***** Provided data *****
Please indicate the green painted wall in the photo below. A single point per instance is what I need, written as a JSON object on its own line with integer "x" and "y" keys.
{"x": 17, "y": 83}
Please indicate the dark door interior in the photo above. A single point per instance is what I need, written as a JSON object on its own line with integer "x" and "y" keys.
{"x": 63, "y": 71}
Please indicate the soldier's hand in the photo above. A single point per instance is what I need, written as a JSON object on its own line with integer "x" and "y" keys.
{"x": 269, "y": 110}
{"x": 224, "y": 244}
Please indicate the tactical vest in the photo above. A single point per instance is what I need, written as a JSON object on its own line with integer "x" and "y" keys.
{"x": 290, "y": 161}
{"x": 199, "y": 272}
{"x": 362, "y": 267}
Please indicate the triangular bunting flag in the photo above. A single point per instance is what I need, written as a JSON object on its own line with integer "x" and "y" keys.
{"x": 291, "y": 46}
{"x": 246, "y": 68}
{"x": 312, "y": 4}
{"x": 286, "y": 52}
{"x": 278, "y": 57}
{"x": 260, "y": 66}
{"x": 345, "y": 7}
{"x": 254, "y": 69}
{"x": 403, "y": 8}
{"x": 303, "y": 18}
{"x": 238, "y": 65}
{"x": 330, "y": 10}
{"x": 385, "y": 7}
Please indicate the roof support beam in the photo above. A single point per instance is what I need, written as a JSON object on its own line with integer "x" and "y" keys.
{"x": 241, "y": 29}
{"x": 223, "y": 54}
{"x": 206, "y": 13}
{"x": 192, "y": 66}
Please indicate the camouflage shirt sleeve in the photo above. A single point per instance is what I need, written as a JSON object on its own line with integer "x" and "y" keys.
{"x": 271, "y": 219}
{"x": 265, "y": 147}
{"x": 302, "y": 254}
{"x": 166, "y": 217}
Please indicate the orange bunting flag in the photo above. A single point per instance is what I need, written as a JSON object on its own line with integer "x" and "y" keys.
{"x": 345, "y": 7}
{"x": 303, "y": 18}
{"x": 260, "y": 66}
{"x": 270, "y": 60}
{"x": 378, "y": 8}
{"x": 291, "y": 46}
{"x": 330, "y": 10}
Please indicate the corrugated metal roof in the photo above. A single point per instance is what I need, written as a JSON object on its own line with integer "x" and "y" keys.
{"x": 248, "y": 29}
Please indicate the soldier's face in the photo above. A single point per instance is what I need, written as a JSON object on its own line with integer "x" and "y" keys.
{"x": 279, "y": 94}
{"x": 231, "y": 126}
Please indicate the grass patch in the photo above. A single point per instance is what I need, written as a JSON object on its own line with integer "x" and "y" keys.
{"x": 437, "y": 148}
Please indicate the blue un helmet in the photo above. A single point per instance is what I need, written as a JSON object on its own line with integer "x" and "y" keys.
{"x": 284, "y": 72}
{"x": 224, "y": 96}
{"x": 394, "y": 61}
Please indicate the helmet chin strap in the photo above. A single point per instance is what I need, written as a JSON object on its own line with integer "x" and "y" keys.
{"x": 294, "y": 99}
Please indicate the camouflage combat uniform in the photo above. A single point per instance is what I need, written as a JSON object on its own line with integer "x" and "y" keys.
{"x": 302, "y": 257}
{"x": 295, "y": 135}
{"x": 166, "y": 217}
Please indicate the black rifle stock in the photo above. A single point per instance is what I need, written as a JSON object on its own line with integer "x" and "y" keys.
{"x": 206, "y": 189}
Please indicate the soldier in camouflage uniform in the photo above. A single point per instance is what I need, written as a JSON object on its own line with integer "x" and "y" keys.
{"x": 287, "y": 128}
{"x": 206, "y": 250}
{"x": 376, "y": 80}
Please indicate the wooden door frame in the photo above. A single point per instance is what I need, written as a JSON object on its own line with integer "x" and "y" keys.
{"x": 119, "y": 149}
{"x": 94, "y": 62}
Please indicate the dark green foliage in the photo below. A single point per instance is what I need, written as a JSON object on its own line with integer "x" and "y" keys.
*****
Required work ▸
Starting with the line that holds "Please indicate the soldier in", copy every line through the end of the data above. Reproduce them exactly, with no other material.

Solved exercise ▸
Please indicate the soldier in camouflage uniform in the photo above. A single point per instance is what I need, written as a JSON object on its own line with integer "x" and "y" keys.
{"x": 287, "y": 128}
{"x": 206, "y": 250}
{"x": 376, "y": 80}
Please indicate the wooden door frame in the photo above. A single point per instance is what I need, written as a JSON object on its own line with integer "x" and "y" keys.
{"x": 119, "y": 149}
{"x": 94, "y": 62}
Please indicate the dark green foliage in the photo below. A single point per instance is what I need, written as a JSON object on its own line with integer "x" and "y" keys.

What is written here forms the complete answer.